--- Start ---

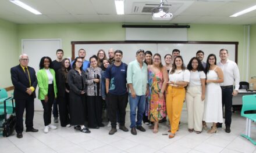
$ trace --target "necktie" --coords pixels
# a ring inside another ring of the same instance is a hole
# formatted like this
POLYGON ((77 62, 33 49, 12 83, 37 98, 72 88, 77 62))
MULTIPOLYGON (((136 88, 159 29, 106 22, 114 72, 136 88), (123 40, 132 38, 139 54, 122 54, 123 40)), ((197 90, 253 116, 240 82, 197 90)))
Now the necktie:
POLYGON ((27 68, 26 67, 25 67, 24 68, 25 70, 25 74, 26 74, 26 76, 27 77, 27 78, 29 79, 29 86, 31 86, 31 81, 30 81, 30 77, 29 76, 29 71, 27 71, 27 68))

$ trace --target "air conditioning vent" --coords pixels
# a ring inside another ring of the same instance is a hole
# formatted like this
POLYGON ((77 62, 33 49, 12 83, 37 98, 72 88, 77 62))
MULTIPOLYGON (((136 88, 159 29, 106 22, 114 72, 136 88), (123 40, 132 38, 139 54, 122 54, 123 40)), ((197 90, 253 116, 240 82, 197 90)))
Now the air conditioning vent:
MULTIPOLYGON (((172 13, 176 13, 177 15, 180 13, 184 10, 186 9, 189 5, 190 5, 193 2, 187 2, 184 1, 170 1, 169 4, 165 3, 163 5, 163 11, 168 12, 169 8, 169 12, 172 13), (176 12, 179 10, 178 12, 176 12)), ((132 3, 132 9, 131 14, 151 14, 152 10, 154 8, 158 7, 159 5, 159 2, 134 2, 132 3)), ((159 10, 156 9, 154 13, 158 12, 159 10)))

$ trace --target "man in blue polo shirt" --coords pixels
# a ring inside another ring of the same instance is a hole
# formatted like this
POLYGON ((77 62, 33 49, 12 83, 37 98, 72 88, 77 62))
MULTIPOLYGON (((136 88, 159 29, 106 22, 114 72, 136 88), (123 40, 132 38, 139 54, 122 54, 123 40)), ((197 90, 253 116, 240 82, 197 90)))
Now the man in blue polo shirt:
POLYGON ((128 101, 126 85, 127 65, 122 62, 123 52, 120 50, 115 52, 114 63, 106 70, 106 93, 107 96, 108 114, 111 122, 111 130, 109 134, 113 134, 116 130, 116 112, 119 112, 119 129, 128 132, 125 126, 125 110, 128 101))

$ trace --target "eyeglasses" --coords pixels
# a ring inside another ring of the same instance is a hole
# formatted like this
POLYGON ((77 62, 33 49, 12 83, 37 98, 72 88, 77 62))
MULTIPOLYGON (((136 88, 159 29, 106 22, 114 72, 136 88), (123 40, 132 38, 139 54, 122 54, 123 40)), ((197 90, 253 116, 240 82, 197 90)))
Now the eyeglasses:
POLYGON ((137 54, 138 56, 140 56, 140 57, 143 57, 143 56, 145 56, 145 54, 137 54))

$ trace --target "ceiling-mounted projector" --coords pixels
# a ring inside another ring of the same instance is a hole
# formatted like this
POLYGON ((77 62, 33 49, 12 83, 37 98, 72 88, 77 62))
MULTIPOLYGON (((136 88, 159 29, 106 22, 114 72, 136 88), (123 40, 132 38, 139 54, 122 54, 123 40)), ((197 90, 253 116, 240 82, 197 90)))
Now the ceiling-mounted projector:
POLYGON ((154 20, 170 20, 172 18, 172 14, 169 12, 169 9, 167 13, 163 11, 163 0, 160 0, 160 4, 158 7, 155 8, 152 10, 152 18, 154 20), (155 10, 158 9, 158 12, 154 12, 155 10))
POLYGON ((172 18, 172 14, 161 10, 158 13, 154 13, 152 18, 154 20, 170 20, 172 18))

--- End ---
--- Start ---

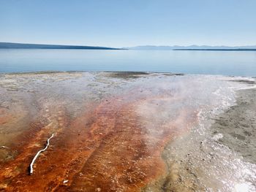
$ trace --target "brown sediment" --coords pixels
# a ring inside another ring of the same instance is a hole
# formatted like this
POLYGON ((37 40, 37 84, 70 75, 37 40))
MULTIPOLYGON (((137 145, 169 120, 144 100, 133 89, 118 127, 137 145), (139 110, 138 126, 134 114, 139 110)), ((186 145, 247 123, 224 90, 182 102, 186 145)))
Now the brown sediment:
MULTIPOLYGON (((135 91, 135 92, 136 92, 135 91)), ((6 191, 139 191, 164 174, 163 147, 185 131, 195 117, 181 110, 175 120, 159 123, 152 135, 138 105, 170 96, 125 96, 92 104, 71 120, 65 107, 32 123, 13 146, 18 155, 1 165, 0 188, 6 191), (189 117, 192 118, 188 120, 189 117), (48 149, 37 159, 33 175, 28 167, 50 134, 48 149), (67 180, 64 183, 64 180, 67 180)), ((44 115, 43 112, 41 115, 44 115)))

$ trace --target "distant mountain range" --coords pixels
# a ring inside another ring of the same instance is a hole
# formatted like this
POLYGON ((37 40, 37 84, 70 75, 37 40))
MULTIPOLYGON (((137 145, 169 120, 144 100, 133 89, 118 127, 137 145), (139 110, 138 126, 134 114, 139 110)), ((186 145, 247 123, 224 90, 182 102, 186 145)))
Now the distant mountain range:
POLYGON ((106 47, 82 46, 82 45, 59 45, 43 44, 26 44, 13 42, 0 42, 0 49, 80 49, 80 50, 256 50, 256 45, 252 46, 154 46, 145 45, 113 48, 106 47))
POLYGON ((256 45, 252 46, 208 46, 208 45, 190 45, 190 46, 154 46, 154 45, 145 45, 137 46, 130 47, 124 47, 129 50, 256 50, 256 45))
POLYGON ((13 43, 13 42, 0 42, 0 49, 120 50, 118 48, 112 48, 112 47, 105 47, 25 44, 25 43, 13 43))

--- End ---

**Exercise description:** From the listing above, list every line that contains the word "vent".

**Exercise result:**
$ trace --target "air conditioning vent" --coords pixels
Now the air conditioning vent:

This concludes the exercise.